• **TEXTO PROPORCIONADO**:
........

La mediática campaña recientemente exhibida titulada “Save Ralph” puso en manifiesto una vez más la profunda confusión en la que vive el hombre promedio en la posmodernidad. Humane Society International fue la ONG responsable de la producción en la que se exhibe un tierno conejo humanizado capaz de despertar un profundo sentimiento de empatía, algo propio de una era en que el sentimiento determina qué es la verdad. Ante esto, y desconociendo la tradición cristiana que considera que nada noble hay en el maltrato animal, se arenga nuevamente a otorgar el estatus de humano a aquellos entes que naturalmente no lo son.
Quizás algún desprevenido lector quite importancia a este particular fenómeno, considerando que sólo son algunos activistas verdes los que impulsan métodos radicales para hacer pública su doctrina. Ese escepticismo, o subestimación tal vez, al movimiento animalista es el que en tiempos pretéritos restó importancia al pequeño germen del feminismo, aduciendo que las feministas radicales eran sólo una minoría. Lo cierto es que hoy, la doctrina que promueve la igualdad entre el hombre y las bestias, sigue el camino lógico de todo movimiento totalitario, ya sea que se trate de prácticas fascistas contra la propiedad privada de un empresario, la puja por cambiar el sistema jurídico imperante o incluso promover alteraciones en los usos y costumbres del habla español.

........

• **Entradas de datos almacenadas**:
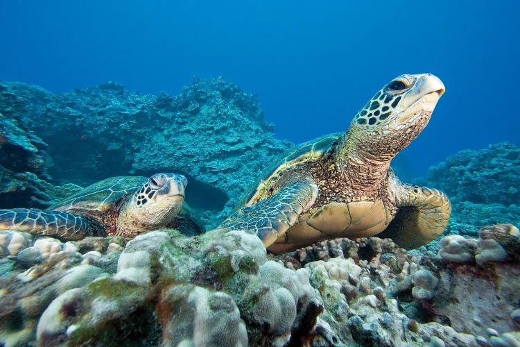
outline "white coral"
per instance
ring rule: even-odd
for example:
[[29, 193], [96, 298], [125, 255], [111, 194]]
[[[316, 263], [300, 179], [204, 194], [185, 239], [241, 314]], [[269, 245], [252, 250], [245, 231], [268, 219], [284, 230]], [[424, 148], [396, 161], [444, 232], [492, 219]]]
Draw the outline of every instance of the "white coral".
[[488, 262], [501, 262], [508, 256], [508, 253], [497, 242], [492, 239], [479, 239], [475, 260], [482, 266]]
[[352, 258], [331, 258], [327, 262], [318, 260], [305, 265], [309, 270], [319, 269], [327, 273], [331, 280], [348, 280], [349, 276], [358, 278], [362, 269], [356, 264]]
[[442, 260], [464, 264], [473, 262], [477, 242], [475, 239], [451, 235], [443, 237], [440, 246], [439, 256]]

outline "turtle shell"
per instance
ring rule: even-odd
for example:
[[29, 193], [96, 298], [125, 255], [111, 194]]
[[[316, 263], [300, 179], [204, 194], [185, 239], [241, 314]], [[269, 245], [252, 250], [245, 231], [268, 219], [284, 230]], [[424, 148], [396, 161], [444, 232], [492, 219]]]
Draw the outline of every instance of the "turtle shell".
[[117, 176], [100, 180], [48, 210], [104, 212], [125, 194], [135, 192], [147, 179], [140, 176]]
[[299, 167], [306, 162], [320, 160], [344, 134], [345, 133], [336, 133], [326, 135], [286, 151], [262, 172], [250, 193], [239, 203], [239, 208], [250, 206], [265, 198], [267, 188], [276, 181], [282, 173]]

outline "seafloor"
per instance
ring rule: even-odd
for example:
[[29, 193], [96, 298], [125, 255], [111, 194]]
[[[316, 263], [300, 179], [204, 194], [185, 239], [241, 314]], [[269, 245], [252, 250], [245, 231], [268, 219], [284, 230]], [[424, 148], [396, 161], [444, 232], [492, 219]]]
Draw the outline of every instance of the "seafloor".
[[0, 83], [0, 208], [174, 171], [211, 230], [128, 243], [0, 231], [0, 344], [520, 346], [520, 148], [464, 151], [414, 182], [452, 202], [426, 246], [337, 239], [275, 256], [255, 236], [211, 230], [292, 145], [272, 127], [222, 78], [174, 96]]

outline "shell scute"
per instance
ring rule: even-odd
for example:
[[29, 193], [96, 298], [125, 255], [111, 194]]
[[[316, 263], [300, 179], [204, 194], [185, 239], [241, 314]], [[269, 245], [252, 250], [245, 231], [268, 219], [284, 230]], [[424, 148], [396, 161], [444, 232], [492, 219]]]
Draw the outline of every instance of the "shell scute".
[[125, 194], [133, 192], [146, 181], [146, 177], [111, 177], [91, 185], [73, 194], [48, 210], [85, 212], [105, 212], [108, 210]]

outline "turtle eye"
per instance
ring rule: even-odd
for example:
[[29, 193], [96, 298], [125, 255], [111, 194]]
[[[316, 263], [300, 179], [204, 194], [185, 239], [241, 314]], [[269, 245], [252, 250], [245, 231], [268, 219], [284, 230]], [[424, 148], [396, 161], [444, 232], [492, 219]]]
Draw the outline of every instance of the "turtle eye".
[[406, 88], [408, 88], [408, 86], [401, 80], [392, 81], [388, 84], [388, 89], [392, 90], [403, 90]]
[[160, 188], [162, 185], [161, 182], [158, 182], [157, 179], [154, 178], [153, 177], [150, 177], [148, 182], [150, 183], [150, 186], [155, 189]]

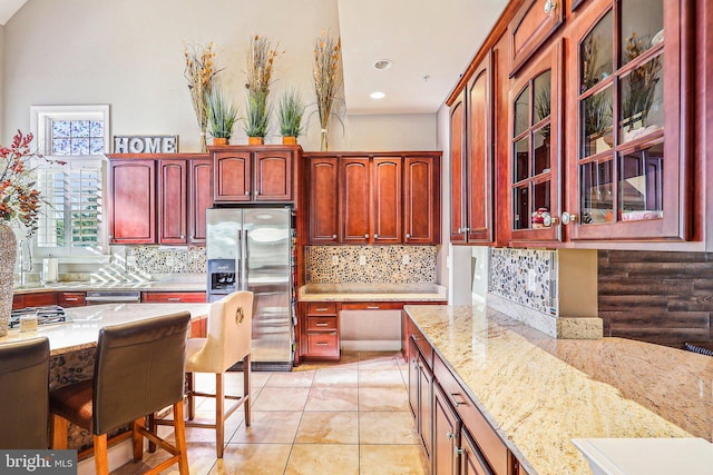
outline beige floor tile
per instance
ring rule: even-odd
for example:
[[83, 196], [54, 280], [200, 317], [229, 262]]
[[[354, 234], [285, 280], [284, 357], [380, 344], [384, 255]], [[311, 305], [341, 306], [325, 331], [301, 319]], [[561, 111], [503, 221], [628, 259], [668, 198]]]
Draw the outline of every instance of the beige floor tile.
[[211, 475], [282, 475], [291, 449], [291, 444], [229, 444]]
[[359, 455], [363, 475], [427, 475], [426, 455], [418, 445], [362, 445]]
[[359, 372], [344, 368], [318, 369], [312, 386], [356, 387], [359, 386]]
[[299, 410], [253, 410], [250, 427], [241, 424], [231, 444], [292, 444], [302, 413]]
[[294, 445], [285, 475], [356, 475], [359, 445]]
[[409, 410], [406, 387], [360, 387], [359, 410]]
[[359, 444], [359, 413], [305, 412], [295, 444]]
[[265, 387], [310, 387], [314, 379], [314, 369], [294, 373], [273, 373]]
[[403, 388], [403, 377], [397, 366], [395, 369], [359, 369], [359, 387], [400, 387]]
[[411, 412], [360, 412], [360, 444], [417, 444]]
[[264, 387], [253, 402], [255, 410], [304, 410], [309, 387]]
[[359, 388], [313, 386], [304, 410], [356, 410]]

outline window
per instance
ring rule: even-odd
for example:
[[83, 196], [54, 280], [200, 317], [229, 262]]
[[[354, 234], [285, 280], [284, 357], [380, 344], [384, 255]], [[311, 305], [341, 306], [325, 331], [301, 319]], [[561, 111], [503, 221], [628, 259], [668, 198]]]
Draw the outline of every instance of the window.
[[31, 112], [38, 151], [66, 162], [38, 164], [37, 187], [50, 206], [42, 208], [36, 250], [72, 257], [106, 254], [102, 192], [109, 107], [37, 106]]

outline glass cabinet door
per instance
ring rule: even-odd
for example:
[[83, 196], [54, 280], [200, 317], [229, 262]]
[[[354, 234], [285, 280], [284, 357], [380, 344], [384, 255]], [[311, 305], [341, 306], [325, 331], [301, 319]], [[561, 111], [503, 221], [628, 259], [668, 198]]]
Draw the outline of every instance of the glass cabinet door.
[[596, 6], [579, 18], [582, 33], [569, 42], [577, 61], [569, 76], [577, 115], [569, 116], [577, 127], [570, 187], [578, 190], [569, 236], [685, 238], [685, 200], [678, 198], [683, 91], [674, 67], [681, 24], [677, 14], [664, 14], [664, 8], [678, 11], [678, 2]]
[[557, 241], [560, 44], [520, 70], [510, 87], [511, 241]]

........

• **PROBLEMA BREVE 1**: Duplica sin ningún cambio el fragmento del texto sobre la campaña Save Ralph que empieza con "La mediática campaña" y sigue hasta "naturalmente no lo son.".
• **PROBLEMA BREVE 2**: En el texto sobre la campaña Save Ralph, ¿qué ONG fue la responsable de la producción?

• **RESULTADO ESPERADO 1**:
La mediática campaña recientemente exhibida titulada “Save Ralph” puso en manifiesto una vez más la profunda confusión en la que vive el hombre promedio en la posmodernidad. Humane Society International fue la ONG responsable de la producción en la que se exhibe un tierno conejo humanizado capaz de despertar un profundo sentimiento de empatía, algo propio de una era en que el sentimiento determina qué es la verdad. Ante esto, y desconociendo la tradición cristiana que considera que nada noble hay en el maltrato animal, se arenga nuevamente a otorgar el estatus de humano a aquellos entes que naturalmente no lo son.

• **RESULTADO ESPERADO 2**: Humane Society International.